====== Passage
Office Open XML final draft!!!

As I already mentioned, in the last face to face meeting in Trondheim, Norway we unanimously voted to approve the final draft of the Office Open XML spec as ready to submit to the Ecma General Assembly. The GA will then review the draft and in December there will be a vote to approve it as an Ecma Standard!

This is a huge milestone, and the entire technical committee has worked extremely hard over the past year. We really had an amazing collection of contributors to this standard, and if you take a look, it will show:

For those of you interested, here is the list of all the organizations contributing to the standard:

  • Apple
  • Barclays Capital
  • BP
  • The British Library
  • Essilor
  • Intel
  • Microsoft
  • NextPage
  • Novell
  • Statoil
  • Toshiba
  • The United States Library of Congress

We posted the draft in three separate formats. There is a PDF version; a tagged PDF version (for accessibility); and a DOCX version.

The final draft is still broken out into 5 separate parts:

  1. Fundamentals – gives an overview of the structure of the formats, and describes all allowed parts; content types; and relationship types.
  2. Open Packaging Conventions – describes the basic conventions used for storing the parts of the file within a ZIP package. *
  3. Primer – gives a great description of all the markup languages and how they work. This serves as a great tutorial.
  4. Markup Language Reference – contains detailed descriptions of each and every element; attribute; and simple type. Serves as a great reference when you want to look up what an element means. **
  5. Markup Compatibility and Extensibility – describes how additional markup can be added to the format while still conforming to the spec

* Part 2 has a couple additional electronic resources. There are a few XSD files, as well as the equivalent RelaxNG files (we were lucky enough to have Rick Jelliffe help in the creation of these).

** Part 4 has a collection of XSD files and the equivalent informative RelaxNG files. There are also a collection of predefined cell and table style references for spreadsheetML, as well as a collection of predefined shape and text warp geometries for drawingML.
============
====== Dataset entries
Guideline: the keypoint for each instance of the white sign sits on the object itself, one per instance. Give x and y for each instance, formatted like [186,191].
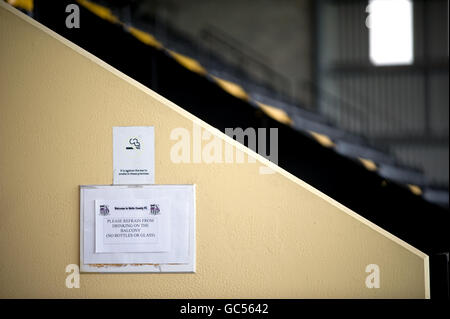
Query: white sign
[137,228]
[132,226]
[134,154]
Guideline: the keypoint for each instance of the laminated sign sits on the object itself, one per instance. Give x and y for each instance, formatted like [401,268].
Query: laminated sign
[134,155]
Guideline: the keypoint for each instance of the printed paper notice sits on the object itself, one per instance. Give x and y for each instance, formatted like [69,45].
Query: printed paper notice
[132,226]
[134,154]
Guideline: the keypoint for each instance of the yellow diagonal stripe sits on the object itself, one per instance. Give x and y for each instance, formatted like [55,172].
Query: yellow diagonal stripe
[99,10]
[232,88]
[276,113]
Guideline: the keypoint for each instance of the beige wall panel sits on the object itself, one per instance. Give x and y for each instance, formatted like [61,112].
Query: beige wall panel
[257,235]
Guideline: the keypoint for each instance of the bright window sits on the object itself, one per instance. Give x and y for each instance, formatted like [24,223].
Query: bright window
[390,25]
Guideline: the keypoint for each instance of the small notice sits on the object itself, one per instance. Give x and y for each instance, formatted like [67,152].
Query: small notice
[134,154]
[132,226]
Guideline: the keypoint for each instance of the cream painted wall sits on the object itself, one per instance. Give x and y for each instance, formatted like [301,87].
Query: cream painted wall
[257,235]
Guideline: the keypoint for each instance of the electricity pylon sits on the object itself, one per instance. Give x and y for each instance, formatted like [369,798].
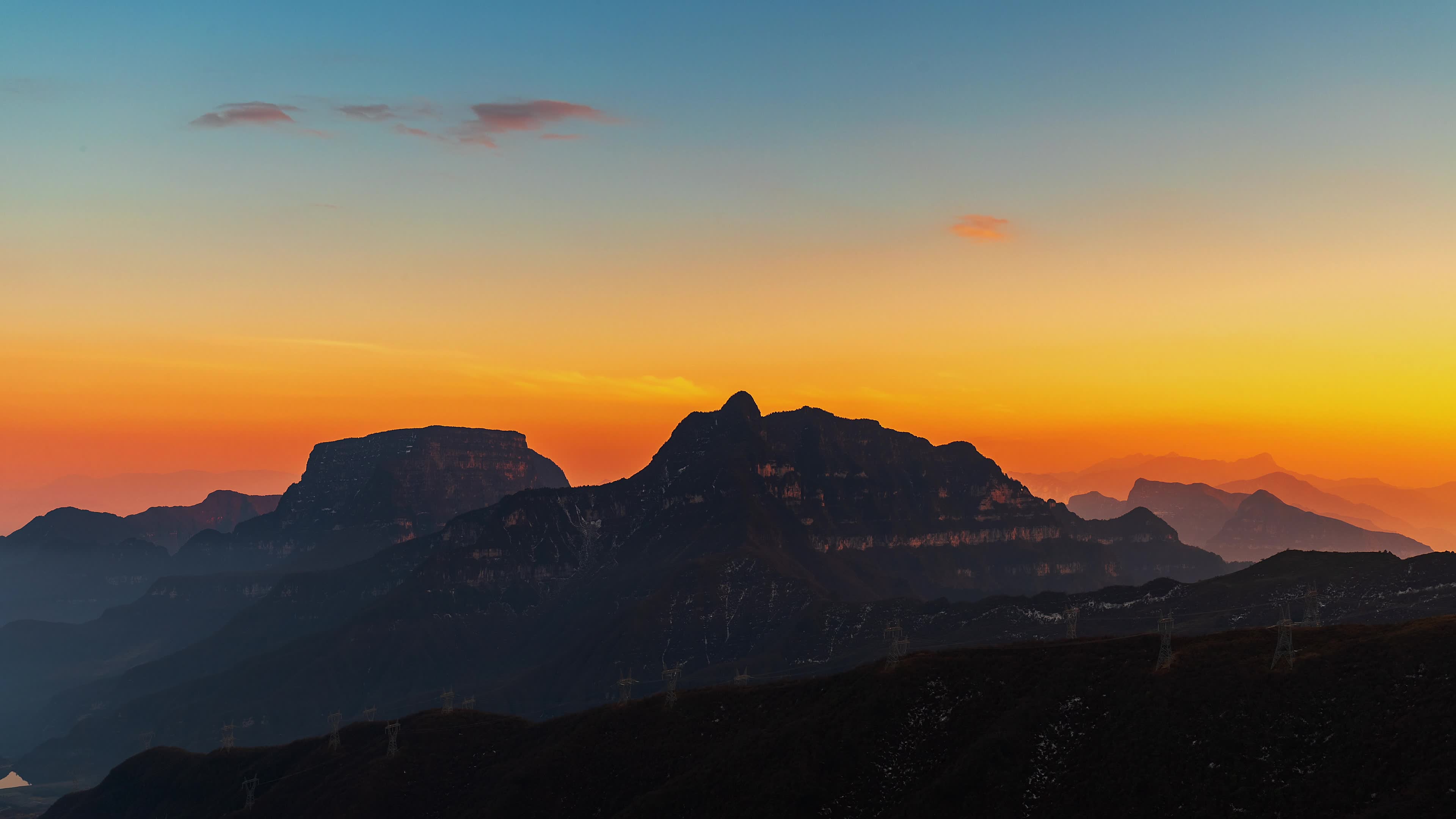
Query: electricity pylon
[1286,640]
[394,738]
[1165,648]
[670,675]
[899,646]
[625,687]
[1311,607]
[334,731]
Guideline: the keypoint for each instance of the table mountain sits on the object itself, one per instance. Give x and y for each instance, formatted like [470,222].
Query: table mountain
[362,494]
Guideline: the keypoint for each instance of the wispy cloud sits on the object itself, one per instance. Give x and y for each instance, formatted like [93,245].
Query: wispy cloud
[369,113]
[421,133]
[245,114]
[982,228]
[532,116]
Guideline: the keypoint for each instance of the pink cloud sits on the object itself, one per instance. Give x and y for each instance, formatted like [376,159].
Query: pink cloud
[982,228]
[245,114]
[533,116]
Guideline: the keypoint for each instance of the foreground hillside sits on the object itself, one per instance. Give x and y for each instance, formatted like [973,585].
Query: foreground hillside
[1360,726]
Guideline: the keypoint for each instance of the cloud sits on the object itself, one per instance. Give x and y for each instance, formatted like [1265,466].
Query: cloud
[421,133]
[982,228]
[532,116]
[370,113]
[245,114]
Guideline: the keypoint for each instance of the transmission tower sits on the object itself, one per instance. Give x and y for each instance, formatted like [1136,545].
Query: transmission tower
[899,645]
[334,731]
[1286,640]
[394,738]
[1165,649]
[1311,607]
[249,789]
[670,675]
[625,687]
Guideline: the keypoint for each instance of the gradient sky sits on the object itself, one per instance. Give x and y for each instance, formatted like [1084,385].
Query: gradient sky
[1061,231]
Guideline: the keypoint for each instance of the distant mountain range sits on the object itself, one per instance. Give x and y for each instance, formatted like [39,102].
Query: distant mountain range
[1428,515]
[1359,725]
[71,565]
[132,493]
[747,538]
[1244,527]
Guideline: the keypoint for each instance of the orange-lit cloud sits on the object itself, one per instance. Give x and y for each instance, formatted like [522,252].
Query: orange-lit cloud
[245,114]
[982,228]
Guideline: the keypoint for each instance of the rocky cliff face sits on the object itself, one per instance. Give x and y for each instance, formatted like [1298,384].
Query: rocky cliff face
[1265,525]
[362,494]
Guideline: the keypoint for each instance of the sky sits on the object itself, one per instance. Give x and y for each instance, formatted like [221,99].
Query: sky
[1059,231]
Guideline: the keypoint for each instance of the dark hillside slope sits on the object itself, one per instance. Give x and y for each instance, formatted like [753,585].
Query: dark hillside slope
[1360,726]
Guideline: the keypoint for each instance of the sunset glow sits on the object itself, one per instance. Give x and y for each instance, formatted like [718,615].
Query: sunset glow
[1174,237]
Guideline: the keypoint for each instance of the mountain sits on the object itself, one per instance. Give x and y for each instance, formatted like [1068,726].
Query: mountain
[1357,725]
[1307,496]
[359,496]
[132,493]
[47,658]
[71,565]
[1265,525]
[1116,477]
[1194,511]
[730,546]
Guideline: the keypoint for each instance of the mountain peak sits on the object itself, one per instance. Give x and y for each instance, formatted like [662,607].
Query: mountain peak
[742,404]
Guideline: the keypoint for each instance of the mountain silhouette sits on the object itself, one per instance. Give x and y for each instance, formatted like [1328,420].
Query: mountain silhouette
[1265,525]
[743,540]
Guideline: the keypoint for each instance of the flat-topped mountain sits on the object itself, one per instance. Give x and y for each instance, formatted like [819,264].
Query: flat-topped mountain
[362,494]
[740,528]
[1265,525]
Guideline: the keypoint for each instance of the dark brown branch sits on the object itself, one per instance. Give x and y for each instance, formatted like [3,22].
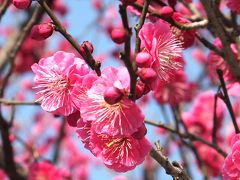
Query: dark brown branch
[209,45]
[59,141]
[217,26]
[214,131]
[126,56]
[140,24]
[227,100]
[194,25]
[174,169]
[58,26]
[189,136]
[9,164]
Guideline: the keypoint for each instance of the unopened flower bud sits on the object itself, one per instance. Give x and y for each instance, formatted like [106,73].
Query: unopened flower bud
[89,46]
[172,2]
[147,75]
[166,11]
[113,95]
[118,35]
[22,4]
[42,31]
[73,118]
[143,59]
[141,89]
[142,131]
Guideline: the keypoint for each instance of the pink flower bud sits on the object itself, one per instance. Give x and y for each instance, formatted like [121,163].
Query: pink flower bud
[142,131]
[22,4]
[172,2]
[42,31]
[113,95]
[147,75]
[118,35]
[143,59]
[166,11]
[89,46]
[73,118]
[141,89]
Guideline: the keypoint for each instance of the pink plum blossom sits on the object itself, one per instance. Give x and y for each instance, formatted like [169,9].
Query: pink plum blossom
[121,118]
[120,153]
[55,79]
[166,50]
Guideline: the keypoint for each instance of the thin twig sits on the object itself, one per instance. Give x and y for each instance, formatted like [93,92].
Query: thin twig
[214,131]
[194,25]
[126,55]
[189,136]
[15,41]
[4,6]
[217,26]
[58,26]
[14,102]
[58,142]
[140,24]
[174,169]
[227,100]
[209,45]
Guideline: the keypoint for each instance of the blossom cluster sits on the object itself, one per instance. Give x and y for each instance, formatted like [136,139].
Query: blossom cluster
[109,124]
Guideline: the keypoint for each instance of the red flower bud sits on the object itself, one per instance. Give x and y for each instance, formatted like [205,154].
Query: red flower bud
[143,59]
[141,89]
[113,95]
[166,11]
[172,2]
[118,35]
[42,31]
[127,2]
[147,75]
[73,118]
[22,4]
[142,131]
[89,46]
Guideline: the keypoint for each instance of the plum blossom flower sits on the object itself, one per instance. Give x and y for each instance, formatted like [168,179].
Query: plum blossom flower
[164,47]
[120,153]
[55,78]
[122,118]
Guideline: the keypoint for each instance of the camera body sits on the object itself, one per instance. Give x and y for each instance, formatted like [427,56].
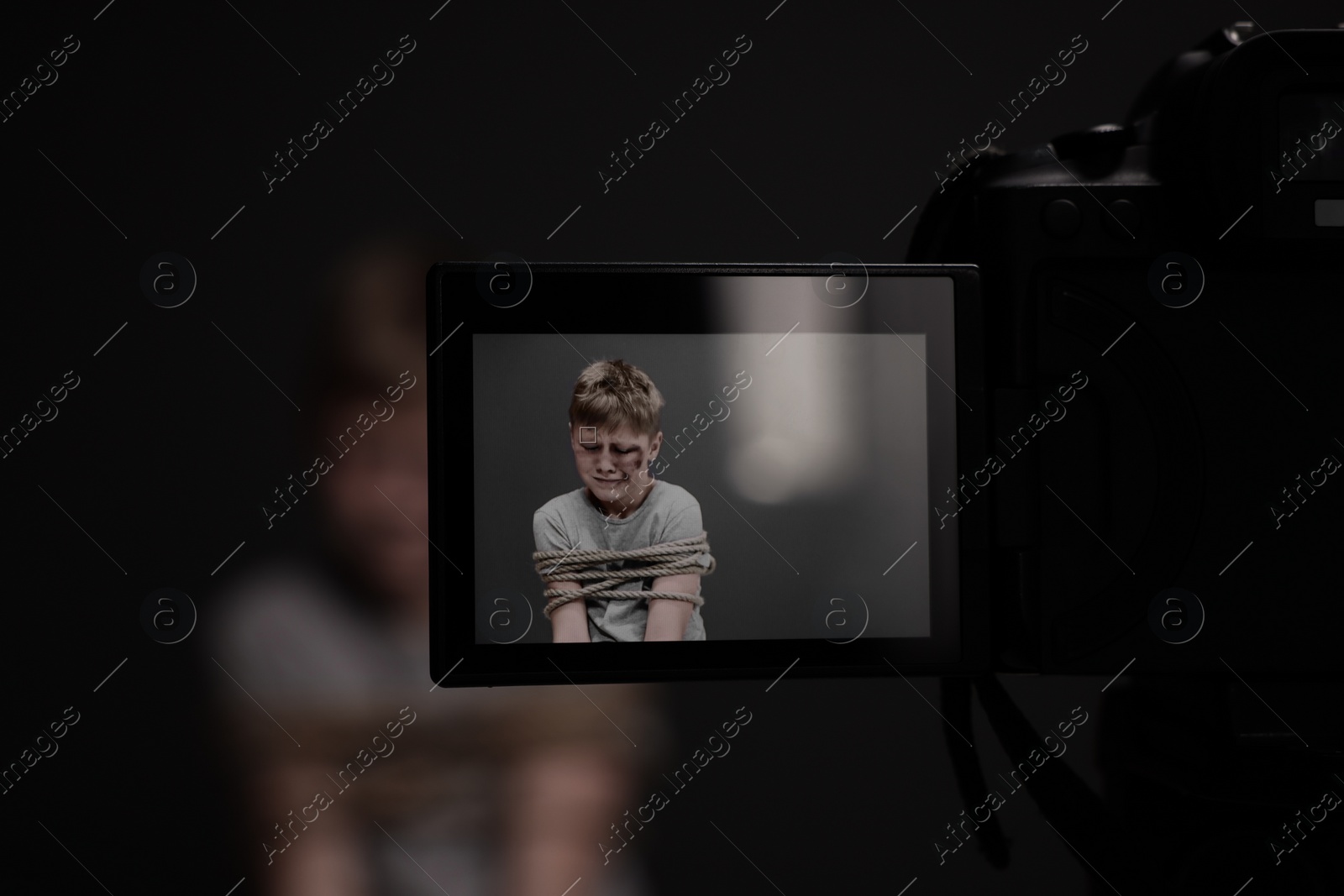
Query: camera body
[1189,268]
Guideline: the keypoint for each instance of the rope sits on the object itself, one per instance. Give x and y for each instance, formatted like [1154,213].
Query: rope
[669,558]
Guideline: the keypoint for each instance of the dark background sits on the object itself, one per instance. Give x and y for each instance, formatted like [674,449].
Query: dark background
[165,118]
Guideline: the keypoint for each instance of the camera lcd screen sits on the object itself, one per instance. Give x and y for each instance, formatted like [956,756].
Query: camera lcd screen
[795,430]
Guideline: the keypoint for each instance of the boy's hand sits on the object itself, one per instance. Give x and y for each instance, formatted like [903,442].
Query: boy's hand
[569,622]
[667,616]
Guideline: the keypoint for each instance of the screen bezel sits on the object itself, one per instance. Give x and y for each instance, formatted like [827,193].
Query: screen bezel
[958,641]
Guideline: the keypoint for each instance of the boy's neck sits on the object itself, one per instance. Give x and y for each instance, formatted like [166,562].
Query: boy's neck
[624,506]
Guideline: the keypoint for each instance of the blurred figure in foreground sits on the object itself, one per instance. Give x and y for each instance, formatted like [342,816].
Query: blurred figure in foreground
[356,777]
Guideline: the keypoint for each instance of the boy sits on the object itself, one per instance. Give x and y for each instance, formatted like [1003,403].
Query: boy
[615,437]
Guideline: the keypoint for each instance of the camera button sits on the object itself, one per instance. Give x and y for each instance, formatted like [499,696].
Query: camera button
[1061,219]
[1122,221]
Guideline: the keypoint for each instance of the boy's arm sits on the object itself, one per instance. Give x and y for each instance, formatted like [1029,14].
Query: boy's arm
[669,617]
[569,622]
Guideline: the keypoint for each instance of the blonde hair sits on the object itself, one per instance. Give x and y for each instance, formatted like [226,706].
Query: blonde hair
[615,394]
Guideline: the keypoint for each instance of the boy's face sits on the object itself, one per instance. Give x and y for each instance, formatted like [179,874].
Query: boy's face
[612,461]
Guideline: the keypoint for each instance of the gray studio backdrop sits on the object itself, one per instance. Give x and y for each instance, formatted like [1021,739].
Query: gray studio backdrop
[811,485]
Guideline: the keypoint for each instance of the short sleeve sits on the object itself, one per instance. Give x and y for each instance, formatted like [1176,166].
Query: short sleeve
[549,533]
[685,521]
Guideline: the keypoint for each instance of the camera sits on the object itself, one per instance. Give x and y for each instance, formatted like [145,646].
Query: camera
[1189,262]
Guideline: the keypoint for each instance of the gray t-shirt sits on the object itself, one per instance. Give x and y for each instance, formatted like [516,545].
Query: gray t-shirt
[571,520]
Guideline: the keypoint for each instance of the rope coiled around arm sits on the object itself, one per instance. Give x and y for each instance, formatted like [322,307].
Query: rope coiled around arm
[669,558]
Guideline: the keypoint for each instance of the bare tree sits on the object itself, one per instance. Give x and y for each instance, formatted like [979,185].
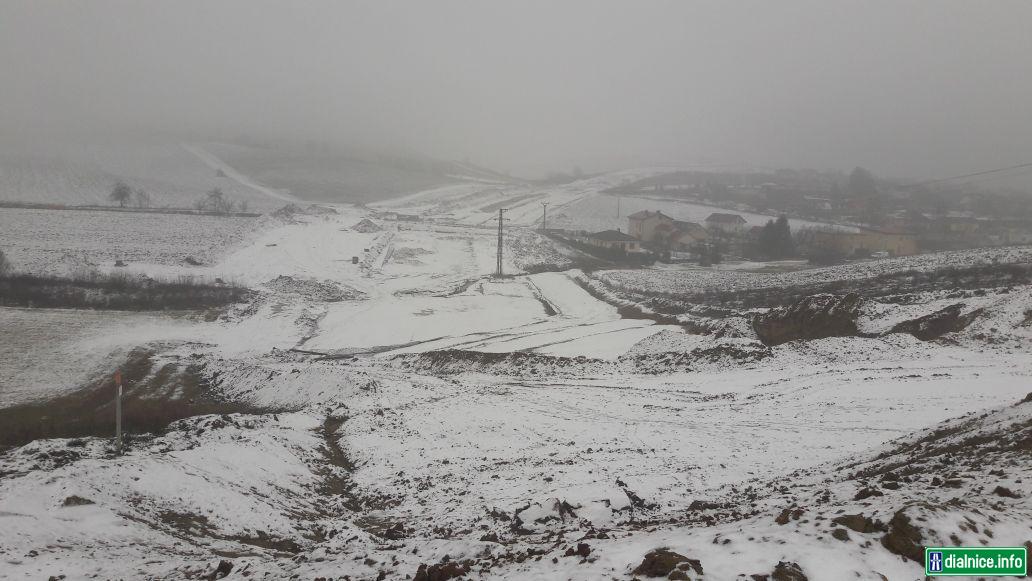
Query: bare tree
[215,201]
[141,198]
[121,193]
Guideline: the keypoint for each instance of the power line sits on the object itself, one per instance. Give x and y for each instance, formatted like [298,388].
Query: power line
[973,174]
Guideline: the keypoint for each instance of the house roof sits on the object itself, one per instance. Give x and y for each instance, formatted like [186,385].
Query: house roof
[726,218]
[686,225]
[644,215]
[613,236]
============
=== Requirement 1 ===
According to the Office Open XML post, in which three formats was the final draft posted?
=== Requirement 2 ===
What is the Spanish translation of this sentence from the Office Open XML post: "This is a huge milestone, and the entire technical committee has worked extremely hard over the past year."
=== Requirement 3 ===
Pick up the Office Open XML post after its final sentence and carry it on.

=== Final result 1 ===
A PDF version, a tagged PDF version for accessibility, and a DOCX version.

=== Final result 2 ===
Este es un hito enorme, y todo el comité técnico ha trabajado muchísimo durante el último año.

=== Final result 3 ===
I've been giving pretty frequent updates on the progress of the spec, so most of the content at this point won't come as a surprise. We spent the last few weeks in the committee nailing down any potential interoperability issues, which included a new schema that allows applications to clearly define additional characteristics that may assist consumers in better handling their files. For example, it's possible to define what level of arithmetic precision was used for Spreadsheet formula calculations, so that a consuming application can accurately display the same results.

We're already seeing hundreds of developers working with the earlier versions of the draft, and this final version will really help everyone who's been waiting for it to solidify. If you go over to the site, you'll see there are almost 600 registered members and an extremely active discussion forum. There's also talk of starting up a blogging collection so that the members can actively blog about the solutions they are building. It's exciting seeing the diverse set of solutions; from document assembly on a linux box, to mind manager solutions that output wordprocessingML.

I'm already getting excited for what we do with version 2 of the spec (but I could use a little break between now and then). Here are a few fun facts about the work that's gone on over the past year:

  • 72 presentations were given to the technical committee explaining the existing behaviors of features so that discussion on how to best structure and document it could then take place.
  • 66 hours of live meeting discussions (starting at 6am every Thursday for those of us on the west coast of the US)
  • 88 schema files
  • 128 hours of face to face meetings held in Brussels (ECMA); Cupertino, CA (Apple); London (British Library); Sapporro, Japan (Toshiba); Redmond, WA (Microsoft); Trondheim, Norway (StatOil)
  • 6,000 pages of documentation between the 5 parts of the standard
  • 9,422 different items to document (3,114 attributes, 2,500 element, 3,243 enumeration, 567 simple types)